▶ **Selected passage**:

Sr. Elisabeth Bruyère

Bruyère brought humanity to rough and tumble Bytown

  • June 18, 2022

Reading the lives of the saints to learn about the saints is short changing yourself. Whatever glimpse of a saint may peek through the frequently dull, awkward and even inscrutable prose of a typical hagiography is mostly valuable for what it teaches us about ourselves.

Thankfully, Michael McBane has not written a typical hagiography. To begin with, Elisabeth Bruyère is not a saint, though Pope Francis declared her Venerable in 2018.

Over the 300-plus pages of Bytown 1847: Élisabeth Bruyère and the Irish Famine Refugees, we learn a little about Bruyère, much more about the Irish famine of 1847 and a great deal about Bytown — the frontier lumber town that preceded Ottawa. Most of all, we are challenged to think about how this 19th-century Irish cataclysm shaped the Canada we live in now.

By 21st-century standards, Bruyère was barely an adult when she was sent to Ottawa with instructions to set up a school, an orphanage, a home for the aged and a hospital. She was 27. She had three younger Grey Nuns along to help her — girls she had mentored when they were novices.

Bruyère and her sisters accomplished all of their assigned tasks despite walking blind into a combined typhus epidemic and refugee crisis.

Nearly 7,000 Irish landed in the Ottawa Valley in 1847. They were part of a mass exodus of Irish during the an Gorta Mor, the Great Hunger. That displacement of at least three per cent of Ireland’s population killed 20,000 Irish peasants on their way to Canada in coffin ships, or soon after their arrival.

▶ **Given information**:
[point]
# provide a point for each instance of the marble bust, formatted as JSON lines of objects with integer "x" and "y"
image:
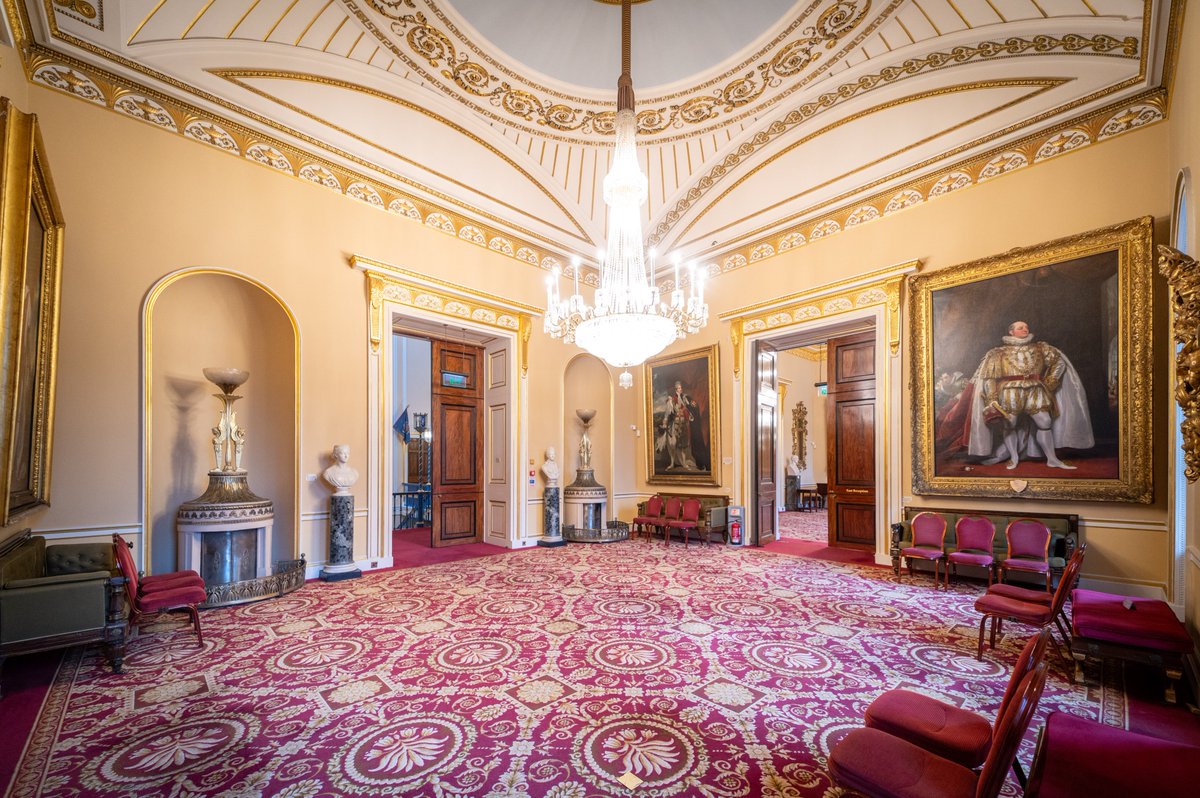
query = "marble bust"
{"x": 341, "y": 475}
{"x": 550, "y": 468}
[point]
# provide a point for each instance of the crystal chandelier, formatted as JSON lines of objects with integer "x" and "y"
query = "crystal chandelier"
{"x": 628, "y": 321}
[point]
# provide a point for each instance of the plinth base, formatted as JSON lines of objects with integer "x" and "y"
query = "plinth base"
{"x": 328, "y": 575}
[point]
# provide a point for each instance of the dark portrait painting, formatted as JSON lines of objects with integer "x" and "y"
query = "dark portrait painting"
{"x": 1031, "y": 371}
{"x": 1069, "y": 310}
{"x": 682, "y": 418}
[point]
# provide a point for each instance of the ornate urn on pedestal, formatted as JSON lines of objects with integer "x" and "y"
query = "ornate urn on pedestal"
{"x": 226, "y": 532}
{"x": 586, "y": 501}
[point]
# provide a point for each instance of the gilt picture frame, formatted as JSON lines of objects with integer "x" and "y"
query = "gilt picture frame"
{"x": 1032, "y": 373}
{"x": 31, "y": 231}
{"x": 683, "y": 418}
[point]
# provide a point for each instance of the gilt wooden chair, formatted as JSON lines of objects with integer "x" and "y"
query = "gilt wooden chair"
{"x": 928, "y": 541}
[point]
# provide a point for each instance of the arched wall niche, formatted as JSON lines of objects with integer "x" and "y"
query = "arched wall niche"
{"x": 587, "y": 383}
{"x": 209, "y": 317}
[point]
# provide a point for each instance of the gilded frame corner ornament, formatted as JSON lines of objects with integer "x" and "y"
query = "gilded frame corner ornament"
{"x": 663, "y": 437}
{"x": 1183, "y": 277}
{"x": 31, "y": 231}
{"x": 957, "y": 443}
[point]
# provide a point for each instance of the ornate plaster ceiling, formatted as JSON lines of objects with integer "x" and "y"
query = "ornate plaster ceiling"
{"x": 761, "y": 129}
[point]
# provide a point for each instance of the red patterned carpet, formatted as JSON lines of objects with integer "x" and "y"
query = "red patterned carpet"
{"x": 811, "y": 526}
{"x": 703, "y": 671}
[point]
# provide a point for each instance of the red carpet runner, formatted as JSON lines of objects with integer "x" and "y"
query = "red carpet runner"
{"x": 701, "y": 671}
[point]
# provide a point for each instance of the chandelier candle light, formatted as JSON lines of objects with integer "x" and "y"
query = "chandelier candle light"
{"x": 628, "y": 321}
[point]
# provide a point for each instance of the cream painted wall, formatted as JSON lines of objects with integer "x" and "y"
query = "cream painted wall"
{"x": 255, "y": 334}
{"x": 1183, "y": 153}
{"x": 1099, "y": 185}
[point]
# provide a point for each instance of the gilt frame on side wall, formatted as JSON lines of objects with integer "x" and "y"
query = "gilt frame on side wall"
{"x": 683, "y": 425}
{"x": 1080, "y": 381}
{"x": 30, "y": 267}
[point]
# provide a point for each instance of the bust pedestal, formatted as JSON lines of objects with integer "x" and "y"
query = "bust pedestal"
{"x": 551, "y": 519}
{"x": 341, "y": 540}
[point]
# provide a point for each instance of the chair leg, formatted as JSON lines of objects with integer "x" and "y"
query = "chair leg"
{"x": 196, "y": 623}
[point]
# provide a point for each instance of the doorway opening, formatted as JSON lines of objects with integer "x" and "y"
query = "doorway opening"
{"x": 451, "y": 442}
{"x": 817, "y": 425}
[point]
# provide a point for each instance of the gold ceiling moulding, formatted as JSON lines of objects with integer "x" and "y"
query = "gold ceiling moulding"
{"x": 433, "y": 45}
{"x": 1066, "y": 137}
{"x": 877, "y": 288}
{"x": 237, "y": 77}
{"x": 1101, "y": 45}
{"x": 191, "y": 123}
{"x": 413, "y": 289}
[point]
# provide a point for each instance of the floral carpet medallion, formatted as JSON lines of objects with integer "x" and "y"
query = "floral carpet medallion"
{"x": 576, "y": 672}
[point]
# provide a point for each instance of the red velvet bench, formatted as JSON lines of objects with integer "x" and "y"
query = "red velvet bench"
{"x": 1083, "y": 757}
{"x": 1138, "y": 630}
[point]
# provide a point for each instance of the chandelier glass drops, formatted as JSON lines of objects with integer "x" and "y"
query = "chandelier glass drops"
{"x": 628, "y": 319}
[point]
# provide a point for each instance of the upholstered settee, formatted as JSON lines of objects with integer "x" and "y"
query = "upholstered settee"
{"x": 54, "y": 597}
{"x": 1063, "y": 533}
{"x": 711, "y": 522}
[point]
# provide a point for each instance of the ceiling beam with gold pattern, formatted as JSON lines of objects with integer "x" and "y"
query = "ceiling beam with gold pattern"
{"x": 875, "y": 288}
{"x": 401, "y": 286}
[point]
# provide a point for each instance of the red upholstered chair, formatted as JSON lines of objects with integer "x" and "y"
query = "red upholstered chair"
{"x": 157, "y": 582}
{"x": 173, "y": 591}
{"x": 671, "y": 511}
{"x": 942, "y": 729}
{"x": 1029, "y": 549}
{"x": 653, "y": 517}
{"x": 1083, "y": 757}
{"x": 876, "y": 763}
{"x": 1039, "y": 597}
{"x": 688, "y": 523}
{"x": 1035, "y": 613}
{"x": 928, "y": 541}
{"x": 975, "y": 535}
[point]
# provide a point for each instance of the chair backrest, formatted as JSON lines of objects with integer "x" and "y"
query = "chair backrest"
{"x": 1066, "y": 585}
{"x": 1029, "y": 538}
{"x": 1031, "y": 655}
{"x": 928, "y": 529}
{"x": 129, "y": 569}
{"x": 673, "y": 504}
{"x": 975, "y": 533}
{"x": 1008, "y": 732}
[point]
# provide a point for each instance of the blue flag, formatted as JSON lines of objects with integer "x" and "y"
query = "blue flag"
{"x": 401, "y": 425}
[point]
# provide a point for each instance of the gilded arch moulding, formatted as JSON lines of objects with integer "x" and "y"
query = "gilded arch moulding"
{"x": 438, "y": 297}
{"x": 1185, "y": 280}
{"x": 871, "y": 289}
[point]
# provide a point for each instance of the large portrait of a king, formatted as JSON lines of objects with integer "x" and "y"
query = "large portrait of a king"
{"x": 683, "y": 415}
{"x": 1031, "y": 371}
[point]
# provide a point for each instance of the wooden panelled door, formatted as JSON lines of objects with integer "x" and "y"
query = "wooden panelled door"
{"x": 457, "y": 443}
{"x": 766, "y": 381}
{"x": 850, "y": 424}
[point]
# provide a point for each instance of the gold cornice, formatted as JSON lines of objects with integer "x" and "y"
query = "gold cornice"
{"x": 442, "y": 298}
{"x": 235, "y": 78}
{"x": 880, "y": 287}
{"x": 1101, "y": 45}
{"x": 100, "y": 87}
{"x": 1116, "y": 119}
{"x": 520, "y": 105}
{"x": 1041, "y": 84}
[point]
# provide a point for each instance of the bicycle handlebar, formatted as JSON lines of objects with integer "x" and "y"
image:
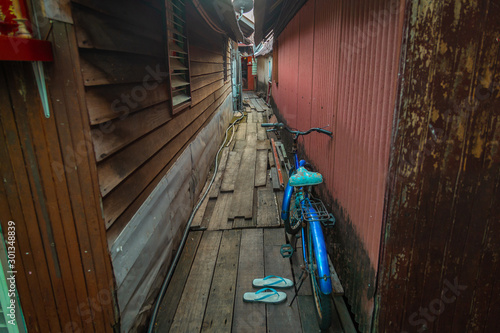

▶ **Problems to work on**:
(a) In the article on Élisabeth Bruyère and Bytown, how old was Bruyère when she was sent to Ottawa?
(b) Carry on the article about Élisabeth Bruyère and Bytown from the point where it stops.

▶ **Answers to the tasks**:
(a) She was 27.

(b)
Passage to Canada was the cheapest and thus Canada was the first choice of the weakest, hungriest and poorest of Ireland’s displaced. Those who made it this far were quarantined at Grosse Isle in the mouth of the St. Lawrence River. From there it was on to fever sheds in Montreal, Toronto and raw, rough, tiny Bytown.

Bruyère won the contract to build and run a hospital for the refugees, whose sickness and vulnerability only grew once off-loaded as human cargo in Canada. She and her Sisters didn’t get the job because they were cheaper, more efficient, more experienced. There was nobody else.

They got the gig because they were willing to die. They expected to die and were surprised when they didn’t.

Unsurprisingly the town loved the Sisters, especially the poor Irish immigrants of Lowertown. But the English, Protestant establishment that ran the Uppertown didn’t love them. They conspired to deny the Sisters payment on the contract they had signed with the colonial government giving them charge of caring for Irish refugees dying of typhus.

Bytown wasn’t much in 1847. There were 5,000 people sharply divided by class, religion, language and country of origin. When Bruyère arrived, she and her Sisters had to establish a hospital because there wasn’t one. There wasn’t even a police force, and it was a rough place awash in alcohol and lumberjacks.

The corruption of the ruling elite, which regarded the colonial administration as its own piggy bank paying out in the form of government concessions and contracts and land, was mirrored by corruption on an even grander scale in the English administration of Ireland. The famine and consequent refugee crisis were understood at that time to be an artificial creation of large landholders with seats in the British Parliament who chose to impose a kind of plantation economy on their Irish colony, producing food for international markets and moving cotters (peasants) off the land.

Emigration was the preferred solution of the entrenched powers of British colonial rule, a policy which was at the time called “shovelling out paupers.”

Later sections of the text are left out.